─── Excerpted data

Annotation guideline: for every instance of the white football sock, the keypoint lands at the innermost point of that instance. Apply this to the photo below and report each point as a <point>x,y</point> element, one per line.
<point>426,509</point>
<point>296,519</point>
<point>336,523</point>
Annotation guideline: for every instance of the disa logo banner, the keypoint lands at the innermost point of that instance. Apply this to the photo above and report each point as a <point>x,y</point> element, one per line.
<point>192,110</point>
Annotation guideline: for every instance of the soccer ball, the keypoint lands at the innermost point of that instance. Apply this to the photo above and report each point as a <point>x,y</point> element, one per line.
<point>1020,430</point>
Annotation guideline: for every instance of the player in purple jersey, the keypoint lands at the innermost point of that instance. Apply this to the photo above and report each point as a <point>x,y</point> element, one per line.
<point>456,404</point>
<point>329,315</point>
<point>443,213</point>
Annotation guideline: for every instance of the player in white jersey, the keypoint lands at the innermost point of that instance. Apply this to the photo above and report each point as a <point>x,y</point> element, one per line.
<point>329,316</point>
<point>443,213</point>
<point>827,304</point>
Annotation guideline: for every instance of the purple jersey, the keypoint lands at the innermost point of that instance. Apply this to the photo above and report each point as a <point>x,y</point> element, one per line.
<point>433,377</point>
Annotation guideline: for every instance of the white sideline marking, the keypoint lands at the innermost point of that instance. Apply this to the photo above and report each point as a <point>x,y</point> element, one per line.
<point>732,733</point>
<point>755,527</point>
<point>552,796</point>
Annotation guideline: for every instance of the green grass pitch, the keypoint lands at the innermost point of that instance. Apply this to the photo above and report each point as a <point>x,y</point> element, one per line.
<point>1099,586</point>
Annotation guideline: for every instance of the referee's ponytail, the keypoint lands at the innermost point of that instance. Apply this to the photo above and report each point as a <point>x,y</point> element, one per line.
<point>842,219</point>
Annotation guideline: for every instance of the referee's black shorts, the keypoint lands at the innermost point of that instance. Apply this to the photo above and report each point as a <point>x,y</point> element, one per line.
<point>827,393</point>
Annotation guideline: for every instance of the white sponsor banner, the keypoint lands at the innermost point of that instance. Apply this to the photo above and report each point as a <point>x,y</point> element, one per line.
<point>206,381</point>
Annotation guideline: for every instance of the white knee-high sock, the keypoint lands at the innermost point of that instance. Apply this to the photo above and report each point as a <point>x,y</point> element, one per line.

──────

▸ Objective: Reproduce the records above exactly as they appear.

▸ Complete response:
Annotation guideline: for every instance of the white football sock, the keypoint lands at the innermost point of that instance. Apply this to the photo below and report each point as a <point>x,y</point> element, one per line.
<point>426,509</point>
<point>296,519</point>
<point>336,523</point>
Annotation guideline: for every instance of the disa logo banner, the keypoint lands at the innermost point of that instance. Apply this to the photo above and report each point as a <point>x,y</point> element, one per line.
<point>192,110</point>
Annotation guideline: for every instance of the soccer ball, the keypoint lands at the innermost point of that instance. Apply this to the photo above and report each point as a <point>x,y</point> element, one per line.
<point>1020,430</point>
Annotation guideline: for every instance of the player in purple jersey, the keypoint lands at the innermost point of that instance. Apply this to the photo above and report each point as a <point>x,y</point> element, one per line.
<point>456,404</point>
<point>329,315</point>
<point>443,213</point>
Annotation guideline: for every instance of the player in white jersey, the keypoint lands at the innermost point of that instance. Apply this to the photo above and report each point as a <point>x,y</point> element, one per line.
<point>329,316</point>
<point>443,213</point>
<point>827,304</point>
Annotation guideline: for every instance of the purple jersey, the keypoint lands at the innermost point of that instance. Apply this to the photo above and report each point as a <point>x,y</point> element, one per line.
<point>433,377</point>
Annotation guideline: for every instance of the white sideline marking, the keypoint lands at the innermost point of that instance. Apply this to the photo above and report each point as a <point>x,y</point> element, one per line.
<point>732,733</point>
<point>755,527</point>
<point>552,796</point>
Annotation guideline: for every instance of the green grass pitch, the keypoint lands at the innermost point of that instance. Apply this to the photo above and report each point as a <point>x,y</point> element, one per line.
<point>1099,586</point>
Annotation guideline: for every instance of the referee's ponytail, the keypoint lands at the innermost point of that instance. Apply this to the photo above and report each point as a <point>x,y</point> element, one per line.
<point>842,219</point>
Annotation guideline: for every instance of the referee's black shorts, the keypoint lands at the innermost point of that instance. Apply this to the photo above and report each point as a <point>x,y</point> element, one per line.
<point>827,393</point>
Annotation guideline: for every instance of the white sponsor banner, the keypoint lands at the innermost point of that instance. Apply this to the photo above and report each point as a <point>x,y</point> element, one per line.
<point>206,381</point>
Annotation guideline: for every instance of the white knee-high sock, the keypoint lands at the innermost point of that instance. Apply this to the photo above and report each point as a <point>x,y</point> element, one per line.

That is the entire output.